Exercise prompt:
Repeat, without any change, the entries presented below.

Source data:
"""

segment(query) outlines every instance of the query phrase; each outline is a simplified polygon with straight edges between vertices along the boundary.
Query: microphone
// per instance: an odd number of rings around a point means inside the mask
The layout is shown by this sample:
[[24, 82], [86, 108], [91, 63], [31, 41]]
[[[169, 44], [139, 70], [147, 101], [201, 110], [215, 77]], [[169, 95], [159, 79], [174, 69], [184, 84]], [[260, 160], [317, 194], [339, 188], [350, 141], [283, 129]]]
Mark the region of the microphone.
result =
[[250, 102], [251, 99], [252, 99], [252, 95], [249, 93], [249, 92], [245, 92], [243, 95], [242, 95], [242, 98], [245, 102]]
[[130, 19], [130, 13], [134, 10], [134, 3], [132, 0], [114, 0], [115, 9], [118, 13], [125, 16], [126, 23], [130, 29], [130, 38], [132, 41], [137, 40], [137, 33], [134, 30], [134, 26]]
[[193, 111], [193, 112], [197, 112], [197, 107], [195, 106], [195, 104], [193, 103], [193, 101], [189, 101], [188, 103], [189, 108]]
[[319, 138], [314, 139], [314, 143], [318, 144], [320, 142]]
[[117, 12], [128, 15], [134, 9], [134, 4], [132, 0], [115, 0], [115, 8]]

"""

Task response:
segment(query) outlines every instance of the query phrase; each outline is a simplified polygon with straight edges between vertices along the boundary.
Query: microphone
// per instance: an odd number of rings around a point means inside the mask
The layout is shown by this sample:
[[24, 82], [86, 108], [91, 63], [31, 41]]
[[[169, 44], [139, 70], [147, 101], [201, 110], [215, 77]], [[169, 95], [159, 79], [174, 69], [184, 84]], [[260, 160], [317, 194], [339, 188], [350, 141], [283, 129]]]
Mark the region of the microphone.
result =
[[250, 102], [251, 99], [252, 99], [252, 95], [249, 93], [249, 92], [245, 92], [243, 95], [242, 95], [242, 98], [245, 102]]
[[130, 19], [130, 13], [134, 10], [134, 3], [132, 0], [114, 0], [115, 9], [118, 13], [125, 16], [126, 23], [130, 29], [130, 38], [132, 41], [137, 40], [137, 33], [134, 30], [134, 26]]
[[193, 111], [193, 112], [197, 112], [197, 107], [195, 106], [195, 104], [193, 103], [193, 101], [189, 101], [188, 103], [189, 108]]
[[319, 138], [314, 139], [314, 143], [318, 144], [320, 142]]
[[117, 12], [128, 15], [134, 9], [134, 4], [132, 0], [115, 0], [115, 8]]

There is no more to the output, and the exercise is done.